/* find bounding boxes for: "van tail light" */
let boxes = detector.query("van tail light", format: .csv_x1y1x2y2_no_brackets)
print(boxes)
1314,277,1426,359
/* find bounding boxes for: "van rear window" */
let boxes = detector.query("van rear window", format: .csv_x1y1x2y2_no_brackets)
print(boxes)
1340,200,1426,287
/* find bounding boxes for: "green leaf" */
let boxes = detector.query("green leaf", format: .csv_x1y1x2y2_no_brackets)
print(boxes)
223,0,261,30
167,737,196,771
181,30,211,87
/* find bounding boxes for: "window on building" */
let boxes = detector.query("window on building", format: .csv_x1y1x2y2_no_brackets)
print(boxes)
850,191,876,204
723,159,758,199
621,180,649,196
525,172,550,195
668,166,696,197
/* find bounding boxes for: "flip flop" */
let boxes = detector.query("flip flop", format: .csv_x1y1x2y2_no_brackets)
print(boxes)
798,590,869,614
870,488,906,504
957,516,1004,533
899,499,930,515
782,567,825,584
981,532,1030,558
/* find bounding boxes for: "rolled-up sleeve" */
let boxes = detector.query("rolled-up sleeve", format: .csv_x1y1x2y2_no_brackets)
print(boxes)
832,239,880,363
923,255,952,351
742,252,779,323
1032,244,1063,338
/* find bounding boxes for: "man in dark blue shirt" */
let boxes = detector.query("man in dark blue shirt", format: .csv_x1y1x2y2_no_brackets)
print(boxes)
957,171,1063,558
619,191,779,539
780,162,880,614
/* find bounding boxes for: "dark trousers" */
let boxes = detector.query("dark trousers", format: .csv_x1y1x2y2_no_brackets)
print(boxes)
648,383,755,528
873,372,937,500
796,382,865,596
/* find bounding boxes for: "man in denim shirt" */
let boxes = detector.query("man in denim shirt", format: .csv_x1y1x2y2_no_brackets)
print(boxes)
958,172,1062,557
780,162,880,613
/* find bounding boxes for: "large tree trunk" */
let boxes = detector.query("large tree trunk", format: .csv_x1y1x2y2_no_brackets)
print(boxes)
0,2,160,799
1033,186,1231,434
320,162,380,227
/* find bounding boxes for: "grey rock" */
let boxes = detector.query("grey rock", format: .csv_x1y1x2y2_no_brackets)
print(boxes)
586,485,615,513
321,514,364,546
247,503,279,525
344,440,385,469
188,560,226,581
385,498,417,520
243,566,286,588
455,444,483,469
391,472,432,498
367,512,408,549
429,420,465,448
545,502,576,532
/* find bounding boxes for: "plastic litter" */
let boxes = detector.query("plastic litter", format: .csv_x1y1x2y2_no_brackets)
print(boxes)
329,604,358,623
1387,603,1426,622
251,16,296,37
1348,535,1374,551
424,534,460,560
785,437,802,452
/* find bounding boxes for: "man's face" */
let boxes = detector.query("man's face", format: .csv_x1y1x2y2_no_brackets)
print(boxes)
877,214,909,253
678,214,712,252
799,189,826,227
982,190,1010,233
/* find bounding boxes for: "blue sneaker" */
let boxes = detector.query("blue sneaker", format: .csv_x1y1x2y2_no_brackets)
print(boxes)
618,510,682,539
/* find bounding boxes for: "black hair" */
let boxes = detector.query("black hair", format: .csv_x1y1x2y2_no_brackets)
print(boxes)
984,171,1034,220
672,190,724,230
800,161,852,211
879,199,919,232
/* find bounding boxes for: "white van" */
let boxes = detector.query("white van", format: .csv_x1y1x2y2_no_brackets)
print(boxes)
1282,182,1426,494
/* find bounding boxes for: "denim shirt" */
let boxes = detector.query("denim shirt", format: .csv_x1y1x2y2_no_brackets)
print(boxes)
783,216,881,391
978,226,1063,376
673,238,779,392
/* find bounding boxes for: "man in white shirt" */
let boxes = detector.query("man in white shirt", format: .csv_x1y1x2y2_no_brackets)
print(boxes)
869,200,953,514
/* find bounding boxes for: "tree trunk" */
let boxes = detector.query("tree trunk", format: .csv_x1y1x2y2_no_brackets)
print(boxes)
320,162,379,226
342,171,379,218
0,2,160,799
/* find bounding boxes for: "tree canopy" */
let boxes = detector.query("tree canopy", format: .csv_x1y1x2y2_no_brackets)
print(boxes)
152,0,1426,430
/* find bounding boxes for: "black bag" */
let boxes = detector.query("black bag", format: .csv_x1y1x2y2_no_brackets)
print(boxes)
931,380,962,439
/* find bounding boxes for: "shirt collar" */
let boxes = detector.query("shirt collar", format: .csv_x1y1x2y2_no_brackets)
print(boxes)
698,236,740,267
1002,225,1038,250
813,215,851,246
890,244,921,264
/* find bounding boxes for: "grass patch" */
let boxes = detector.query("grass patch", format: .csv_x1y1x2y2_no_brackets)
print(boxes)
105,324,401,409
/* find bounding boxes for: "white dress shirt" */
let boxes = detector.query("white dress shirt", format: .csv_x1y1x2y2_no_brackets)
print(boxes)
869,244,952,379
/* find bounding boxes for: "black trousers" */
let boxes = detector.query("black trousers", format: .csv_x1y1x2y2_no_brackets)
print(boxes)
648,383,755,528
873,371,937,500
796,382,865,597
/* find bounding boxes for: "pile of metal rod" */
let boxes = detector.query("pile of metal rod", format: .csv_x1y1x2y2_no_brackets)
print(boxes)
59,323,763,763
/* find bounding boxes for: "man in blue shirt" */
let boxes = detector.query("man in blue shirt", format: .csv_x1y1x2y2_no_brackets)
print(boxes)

=== What you will do ===
For this exercise, transcribe the whole listing verbatim.

=== Solved exercise ===
/* find bounding boxes for: "van tail light" */
let boxes = detector.query("van tail light", format: .csv_x1y1x2y2_no_brackets)
print(boxes)
1314,277,1426,359
/* find bounding boxes for: "van rear window" */
let boxes = detector.query("van rear window", format: .csv_x1y1x2y2_no_brackets)
print(boxes)
1340,200,1426,287
/* find bounding boxes for: "green leaf" */
let boxes = detector.query("green leaf", format: .csv_x1y1x2y2_no_brackets)
print(boxes)
223,0,261,30
167,737,196,771
181,30,211,87
/* find bounding boxes for: "window on building" */
let boxes = detector.query("window on building", format: .csv_x1y1x2y2_no_brackets)
print(boxes)
850,191,876,204
723,159,758,199
621,180,649,196
525,172,550,195
668,166,696,197
/* find bounding boxes for: "flip flop" */
let boxes = detector.query("flip flop", format: .csv_x1y1x2y2_no_brackets)
print(boxes)
798,590,869,614
870,488,906,504
957,516,1004,533
899,499,930,515
782,567,825,584
981,532,1030,558
/* find bounding boxes for: "rolled-up sleeve" */
let boxes = detector.query("rolled-up sleeve", format: .csv_x1y1x2y2_no_brackets)
print(boxes)
832,239,880,363
923,255,952,351
742,252,779,323
1032,244,1063,338
/* find bounding boxes for: "man in dark blue shirt" */
let boxes = detector.query("man in dark blue shirt", format: .csv_x1y1x2y2_no_brackets)
print(boxes)
957,171,1063,558
619,191,779,539
780,162,880,614
/* find bounding boxes for: "dark trousers" */
let boxes = detector.query("dark trousers", format: .csv_x1y1x2y2_no_brackets)
print(boxes)
648,383,755,528
873,372,937,500
796,382,865,596
/* find bounding boxes for: "man in denim shirt" */
let boxes = detector.query("man in denim shirt", format: .csv_x1y1x2y2_no_brackets)
print(boxes)
958,172,1062,557
780,162,880,613
/* find bounding boxes for: "large tree trunk" */
let boxes = detector.query("large tree trunk", format: .csv_x1y1x2y2_no_brackets)
print(boxes)
0,2,160,799
1033,186,1231,434
320,162,380,227
/* find bounding boxes for: "grey rock" */
let boxes = detector.query("grey rock", format: .csv_x1y1x2y2_no_brackets)
print(boxes)
586,485,615,513
321,514,364,546
247,503,279,525
344,440,385,469
188,560,226,581
385,498,417,520
243,566,286,588
455,444,483,469
391,472,432,498
367,512,408,549
429,420,465,448
545,502,576,532
/* find bounding boxes for: "plastic litter" */
let boxes = detector.query("plastic litter", format: .csv_x1y1x2y2_no_brackets)
print(boxes)
329,604,358,623
1387,603,1426,622
251,16,296,37
1348,535,1374,551
424,534,460,560
785,437,802,452
/* find bounding boxes for: "man's face" */
let boxes = detector.query("man's face", format: .csv_x1y1x2y2_no_brackets)
print(boxes)
877,214,909,253
678,214,712,252
799,189,826,227
982,190,1010,233
/* find bounding boxes for: "blue sneaker" */
let boxes = detector.query("blue sneaker", format: .csv_x1y1x2y2_no_brackets)
print(boxes)
618,510,682,539
/* find bounding boxes for: "black hair" */
let boxes = detector.query("black hair", format: .csv_x1y1x2y2_no_brackets)
print(boxes)
984,171,1034,220
672,190,724,230
800,161,852,211
879,199,919,232
/* find bounding boxes for: "white van" */
let boxes = detector.query("white van", format: .csv_x1y1x2y2_no_brackets)
print(boxes)
1282,182,1426,494
/* find bounding boxes for: "denim shirt" */
let boxes = detector.query("denim shirt", format: .csv_x1y1x2y2_no_brackets)
print(boxes)
783,216,881,391
978,226,1063,376
673,238,779,392
/* find bounding boxes for: "man in white shirt" */
let boxes = detector.query("man in white shirt", format: .csv_x1y1x2y2_no_brackets)
print(boxes)
869,200,953,514
/* find bounding boxes for: "tree trunk" */
let boxes = detector.query("tree trunk", format: .csv_x1y1x2y2_no_brackets)
print(boxes)
320,162,379,226
342,171,379,218
0,2,160,799
/* find bounding boxes for: "tree canopy" */
let boxes = detector.query("tree canopy", format: .csv_x1y1x2y2_no_brackets)
print(boxes)
152,0,1426,430
/* find bounding boxes for: "black bag" */
let boxes = detector.query("black bag", format: .csv_x1y1x2y2_no_brackets)
print(boxes)
931,380,962,439
/* find bounding boxes for: "shirt collar" */
let boxes = detector.query("shirt collar", format: .csv_x1y1x2y2_no_brackets)
print(boxes)
698,236,740,267
1002,225,1038,250
813,215,851,246
890,244,921,264
/* find bounding boxes for: "grass patch" */
let boxes = detector.query("grass patch", format: .csv_x1y1x2y2_no_brackets)
print(boxes)
105,324,401,409
/* find bounding boxes for: "white dress shirt" */
let boxes = detector.query("white dress shirt", format: .csv_x1y1x2y2_no_brackets)
print(boxes)
869,244,952,379
/* find bounding boxes for: "black trousers" */
let boxes = detector.query("black trousers", format: .csv_x1y1x2y2_no_brackets)
print(boxes)
648,383,755,528
873,371,937,500
796,382,865,597
/* find bounding boxes for: "pile of metal rod" */
let boxes = detector.query("pile of metal rod", format: .csv_x1y1x2y2_no_brackets)
print(boxes)
59,323,763,763
/* find bounding boxes for: "man in blue shirt" */
let boxes = detector.query("man in blue shirt", format: .csv_x1y1x2y2_no_brackets)
print(boxes)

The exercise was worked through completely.